» **Required action**: Below are entries; output exactly the lines from the one with "# Looking at the image above, find every farmhouse" to the one with "# Looking at the image below, find every arched", both included, and nothing else.
<<<<
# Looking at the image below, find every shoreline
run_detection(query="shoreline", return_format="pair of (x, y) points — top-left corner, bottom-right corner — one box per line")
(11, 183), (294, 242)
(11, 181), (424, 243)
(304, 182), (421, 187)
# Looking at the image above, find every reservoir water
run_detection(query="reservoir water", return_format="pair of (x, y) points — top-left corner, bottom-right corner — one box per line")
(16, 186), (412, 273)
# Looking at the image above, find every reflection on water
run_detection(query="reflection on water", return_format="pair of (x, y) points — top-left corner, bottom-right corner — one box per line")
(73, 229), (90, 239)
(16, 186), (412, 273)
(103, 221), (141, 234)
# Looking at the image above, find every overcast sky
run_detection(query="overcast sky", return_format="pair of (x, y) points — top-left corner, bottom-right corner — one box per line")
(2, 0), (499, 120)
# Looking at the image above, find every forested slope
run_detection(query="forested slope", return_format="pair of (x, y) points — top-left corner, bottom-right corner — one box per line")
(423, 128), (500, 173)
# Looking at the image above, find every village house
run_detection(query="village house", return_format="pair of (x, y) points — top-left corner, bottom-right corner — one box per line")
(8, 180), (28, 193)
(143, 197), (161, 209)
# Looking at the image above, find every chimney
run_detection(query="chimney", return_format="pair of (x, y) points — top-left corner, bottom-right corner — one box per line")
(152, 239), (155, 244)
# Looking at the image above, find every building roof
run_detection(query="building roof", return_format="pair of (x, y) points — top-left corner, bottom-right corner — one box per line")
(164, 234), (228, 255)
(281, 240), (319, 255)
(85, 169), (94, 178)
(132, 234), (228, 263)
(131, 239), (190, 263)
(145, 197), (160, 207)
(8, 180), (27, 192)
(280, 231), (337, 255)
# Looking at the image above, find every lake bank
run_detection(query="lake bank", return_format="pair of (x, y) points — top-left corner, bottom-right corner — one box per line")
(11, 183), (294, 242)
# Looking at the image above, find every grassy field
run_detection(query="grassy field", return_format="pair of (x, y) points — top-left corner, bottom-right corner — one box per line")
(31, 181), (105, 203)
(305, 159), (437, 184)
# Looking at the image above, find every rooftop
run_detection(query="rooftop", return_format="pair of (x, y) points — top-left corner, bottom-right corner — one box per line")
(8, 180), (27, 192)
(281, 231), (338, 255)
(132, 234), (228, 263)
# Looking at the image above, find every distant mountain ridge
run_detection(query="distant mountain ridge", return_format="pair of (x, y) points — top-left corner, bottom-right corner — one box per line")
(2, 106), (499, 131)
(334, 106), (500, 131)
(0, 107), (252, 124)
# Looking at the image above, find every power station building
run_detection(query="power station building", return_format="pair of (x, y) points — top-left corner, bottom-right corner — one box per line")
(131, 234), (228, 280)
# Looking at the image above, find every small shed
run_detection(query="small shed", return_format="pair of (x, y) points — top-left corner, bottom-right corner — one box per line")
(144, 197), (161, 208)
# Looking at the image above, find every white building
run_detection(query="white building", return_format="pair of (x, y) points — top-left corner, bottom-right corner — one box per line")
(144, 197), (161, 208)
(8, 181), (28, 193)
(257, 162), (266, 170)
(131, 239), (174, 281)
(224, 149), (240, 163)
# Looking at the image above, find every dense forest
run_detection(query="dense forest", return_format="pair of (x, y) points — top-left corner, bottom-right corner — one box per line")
>>>>
<<<<
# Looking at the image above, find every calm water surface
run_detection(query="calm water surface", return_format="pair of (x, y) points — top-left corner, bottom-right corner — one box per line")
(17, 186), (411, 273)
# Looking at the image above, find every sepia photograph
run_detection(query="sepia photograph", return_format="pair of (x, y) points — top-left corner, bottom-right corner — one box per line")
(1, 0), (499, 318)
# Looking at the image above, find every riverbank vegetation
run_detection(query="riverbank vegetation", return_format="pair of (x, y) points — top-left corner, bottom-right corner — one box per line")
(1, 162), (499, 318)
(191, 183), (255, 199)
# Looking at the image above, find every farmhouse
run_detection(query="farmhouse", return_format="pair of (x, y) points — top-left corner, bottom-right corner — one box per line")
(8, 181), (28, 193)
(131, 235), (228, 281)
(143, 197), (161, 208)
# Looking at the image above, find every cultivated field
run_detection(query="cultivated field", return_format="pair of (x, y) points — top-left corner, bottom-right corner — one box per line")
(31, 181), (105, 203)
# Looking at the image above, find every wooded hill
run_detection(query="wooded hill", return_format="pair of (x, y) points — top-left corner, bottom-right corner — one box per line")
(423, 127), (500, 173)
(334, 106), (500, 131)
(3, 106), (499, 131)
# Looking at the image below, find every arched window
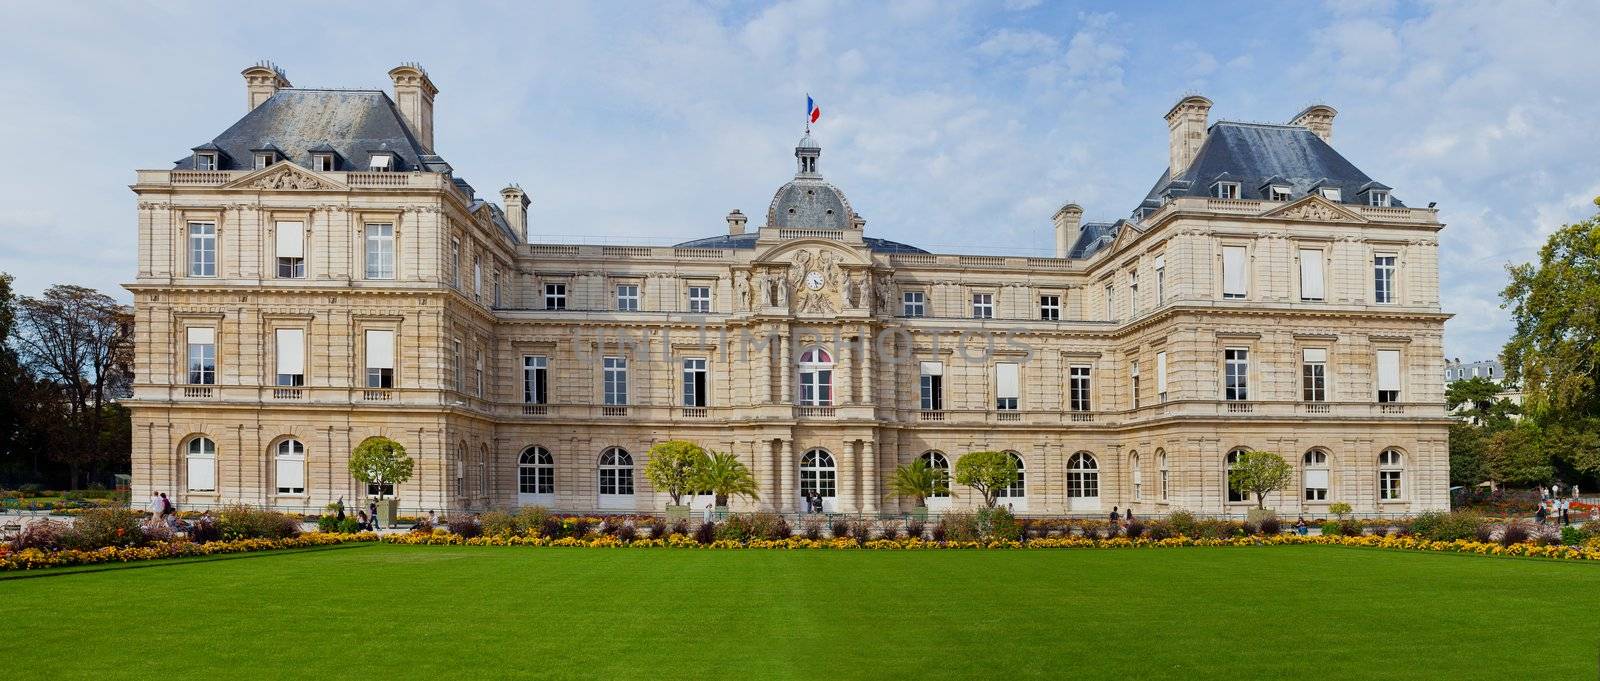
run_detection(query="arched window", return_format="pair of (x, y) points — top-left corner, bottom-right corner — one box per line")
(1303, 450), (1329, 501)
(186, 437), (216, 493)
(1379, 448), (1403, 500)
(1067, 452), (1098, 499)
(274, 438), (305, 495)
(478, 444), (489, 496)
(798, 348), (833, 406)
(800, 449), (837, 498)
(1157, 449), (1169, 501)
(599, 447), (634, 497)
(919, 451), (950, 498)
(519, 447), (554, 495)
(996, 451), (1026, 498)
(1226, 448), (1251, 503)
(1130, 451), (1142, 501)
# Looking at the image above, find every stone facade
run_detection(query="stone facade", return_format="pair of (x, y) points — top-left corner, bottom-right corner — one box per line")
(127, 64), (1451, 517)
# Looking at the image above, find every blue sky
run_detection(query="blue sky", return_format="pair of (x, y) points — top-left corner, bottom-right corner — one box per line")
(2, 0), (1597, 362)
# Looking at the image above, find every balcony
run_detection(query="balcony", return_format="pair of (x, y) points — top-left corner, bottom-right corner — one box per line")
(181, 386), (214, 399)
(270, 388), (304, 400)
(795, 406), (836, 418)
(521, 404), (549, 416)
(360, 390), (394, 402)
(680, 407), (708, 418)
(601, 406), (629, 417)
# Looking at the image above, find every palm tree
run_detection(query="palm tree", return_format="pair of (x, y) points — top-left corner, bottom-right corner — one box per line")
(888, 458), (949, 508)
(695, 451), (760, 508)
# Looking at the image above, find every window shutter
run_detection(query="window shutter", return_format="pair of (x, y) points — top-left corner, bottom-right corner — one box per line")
>>>>
» **Task output**:
# Looking at the image above, find every farmhouse
run_detection(query="farmhouse", return_format="pair of (x, y) points — top-left corner, bottom-right corner — one box per line")
(8, 181), (28, 193)
(131, 235), (228, 281)
(143, 197), (161, 208)
# Looking at the image above, find every cultivated field
run_detection(query="cultivated field", return_format="pair of (x, y) points — top-left corner, bottom-right corner — one box per line")
(31, 181), (105, 203)
# Looking at the image above, find every wooded hill
run_detection(query="wooded hill", return_format="pair of (x, y) points — top-left corner, bottom-right corner — one box per line")
(423, 127), (500, 173)
(334, 106), (500, 131)
(3, 106), (499, 131)
# Looking at the image below, find every arched window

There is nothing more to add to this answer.